** Work to do **
Return the text of the records below line for line, with the pictures left out.

** Supplied material **

============

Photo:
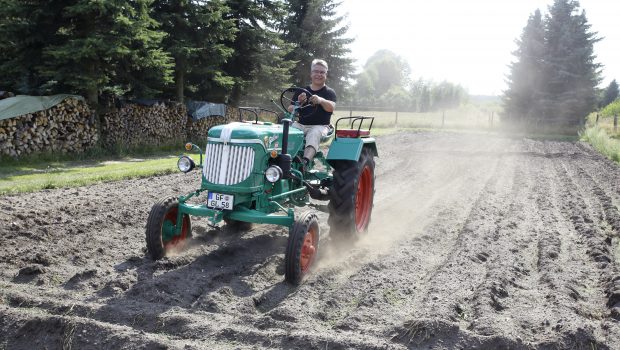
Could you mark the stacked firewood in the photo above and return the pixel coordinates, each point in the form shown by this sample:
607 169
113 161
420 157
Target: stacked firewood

============

** Task result **
Photo:
Could you mark the stacked firewood in the photo above and return the pixel coordinates, each point in the form shown by this sample:
607 169
113 161
420 157
Target: stacked firewood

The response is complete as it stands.